WHAT YOU SHOULD DO - Type the entries out once more. Match them exactly.
=== DATA FOR THIS TASK ===
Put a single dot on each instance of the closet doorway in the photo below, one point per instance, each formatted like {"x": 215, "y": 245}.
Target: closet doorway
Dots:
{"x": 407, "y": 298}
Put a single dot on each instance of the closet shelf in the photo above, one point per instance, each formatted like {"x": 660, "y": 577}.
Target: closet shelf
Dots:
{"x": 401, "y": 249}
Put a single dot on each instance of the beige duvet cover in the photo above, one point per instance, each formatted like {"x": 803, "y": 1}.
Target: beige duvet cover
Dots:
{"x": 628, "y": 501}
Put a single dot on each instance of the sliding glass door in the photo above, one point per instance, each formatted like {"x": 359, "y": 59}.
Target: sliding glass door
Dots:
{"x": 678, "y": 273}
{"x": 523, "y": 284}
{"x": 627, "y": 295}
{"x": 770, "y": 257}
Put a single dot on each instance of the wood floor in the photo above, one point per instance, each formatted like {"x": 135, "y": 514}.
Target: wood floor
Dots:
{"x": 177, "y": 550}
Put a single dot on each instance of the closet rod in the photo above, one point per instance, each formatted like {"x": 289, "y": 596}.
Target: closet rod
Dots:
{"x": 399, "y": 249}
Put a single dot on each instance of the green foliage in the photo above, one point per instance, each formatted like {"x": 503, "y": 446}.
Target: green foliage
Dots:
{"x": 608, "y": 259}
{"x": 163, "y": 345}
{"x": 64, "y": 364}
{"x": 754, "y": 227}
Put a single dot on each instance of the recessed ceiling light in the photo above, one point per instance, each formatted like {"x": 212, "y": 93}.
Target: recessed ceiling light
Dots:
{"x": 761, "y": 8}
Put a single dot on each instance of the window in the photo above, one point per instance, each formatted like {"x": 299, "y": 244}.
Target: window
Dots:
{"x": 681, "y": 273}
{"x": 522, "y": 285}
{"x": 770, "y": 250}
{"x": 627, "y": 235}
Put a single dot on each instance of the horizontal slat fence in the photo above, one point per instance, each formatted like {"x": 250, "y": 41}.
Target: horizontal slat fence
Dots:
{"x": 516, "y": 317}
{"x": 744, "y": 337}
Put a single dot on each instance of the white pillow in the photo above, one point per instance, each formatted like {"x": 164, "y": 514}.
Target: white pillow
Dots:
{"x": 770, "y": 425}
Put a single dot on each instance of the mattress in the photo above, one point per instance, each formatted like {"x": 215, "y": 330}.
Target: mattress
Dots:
===
SOLUTION TO THIS TASK -
Put a single dot on each instance of the closet doorway in the photo below, one point per instance, each formatted like {"x": 215, "y": 245}.
Target: closet doorway
Dots:
{"x": 407, "y": 298}
Put a single dot on each instance of the closet shelf in the photo above, one point per instance, each formatted like {"x": 660, "y": 577}.
Target: closet shelf
Dots:
{"x": 401, "y": 249}
Put a single dot on each instance of the beige duvet cover in the photo above, one point per instance, each formatted like {"x": 803, "y": 1}.
Target: beige duvet cover
Dots:
{"x": 628, "y": 501}
Put a single dot on each instance of the sliding glass door in the photo above, one point per instance, each formatted like {"x": 359, "y": 59}.
Target: sliding glass door
Dots:
{"x": 678, "y": 273}
{"x": 523, "y": 284}
{"x": 627, "y": 295}
{"x": 770, "y": 257}
Put a single dot on each instance of the wood floor in the photo above, one point per instance, each formatted like {"x": 135, "y": 514}.
Target: wood floor
Dots:
{"x": 177, "y": 550}
Put a single dot on each instance of the closet rod in the photo above, one point per instance, each formatted like {"x": 289, "y": 596}.
Target: closet rod
Dots:
{"x": 399, "y": 249}
Put a single dot on each instance of the green foliage in the photo above, one point per instance, each formatted like {"x": 503, "y": 446}.
Target: green foliage
Dots:
{"x": 608, "y": 259}
{"x": 163, "y": 345}
{"x": 64, "y": 364}
{"x": 754, "y": 227}
Put a single dot on each instance of the recessed ceiling light in the photo above, one point per instance, each formatted like {"x": 212, "y": 93}.
Target: recessed ceiling light
Dots:
{"x": 761, "y": 8}
Put a single dot on each instance of the window in the photo above, one point per instance, each formatted like {"x": 299, "y": 244}.
Target: window
Dots:
{"x": 681, "y": 273}
{"x": 522, "y": 285}
{"x": 770, "y": 250}
{"x": 627, "y": 235}
Put a single dot on each instance of the horizontal slat fence in the photo above, one point per instance, each formatted like {"x": 250, "y": 41}.
Target: horizontal slat fence
Dots:
{"x": 516, "y": 317}
{"x": 744, "y": 337}
Put a single dot on each instance of the white pillow in the photo above, one point per instance, each formatted like {"x": 164, "y": 514}.
Target: white pillow
Dots:
{"x": 770, "y": 425}
Put a single dot on each instance of the mattress in the photo above, one point per instance, each formatted like {"x": 215, "y": 330}.
Target: mattress
Dots:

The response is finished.